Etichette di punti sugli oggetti
****************
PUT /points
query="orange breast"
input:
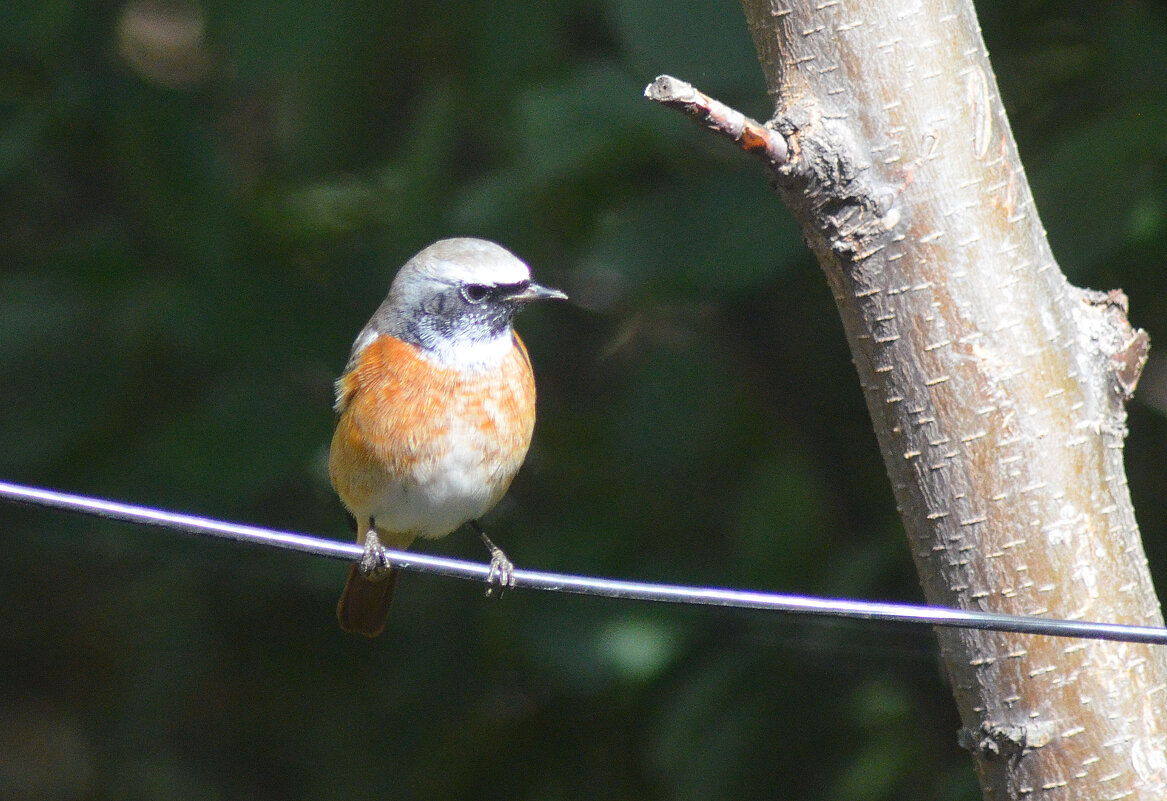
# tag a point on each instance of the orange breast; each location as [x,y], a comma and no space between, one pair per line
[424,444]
****************
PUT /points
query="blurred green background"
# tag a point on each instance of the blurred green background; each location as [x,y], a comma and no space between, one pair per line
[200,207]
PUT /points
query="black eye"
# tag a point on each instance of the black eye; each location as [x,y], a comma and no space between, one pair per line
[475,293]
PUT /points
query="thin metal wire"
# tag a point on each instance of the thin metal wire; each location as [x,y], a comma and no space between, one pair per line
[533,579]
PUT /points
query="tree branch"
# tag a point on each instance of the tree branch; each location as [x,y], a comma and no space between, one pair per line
****************
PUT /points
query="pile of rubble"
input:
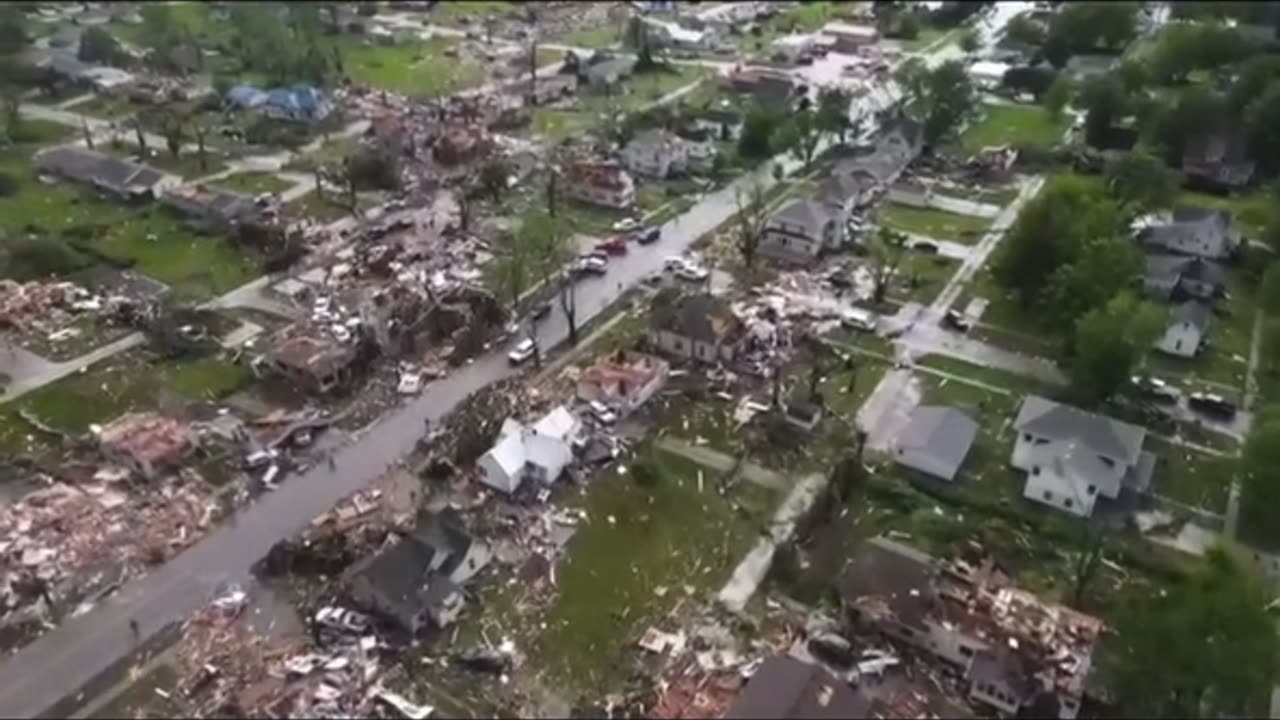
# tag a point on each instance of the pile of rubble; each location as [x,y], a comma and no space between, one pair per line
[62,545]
****************
** ISTRUZIONI **
Indica quante righe sopra contengono la stringa "space", distinguendo tra maiuscole e minuscole. Per favore, rispondi soltanto con il numero.

** RISULTATO ATTESO **
6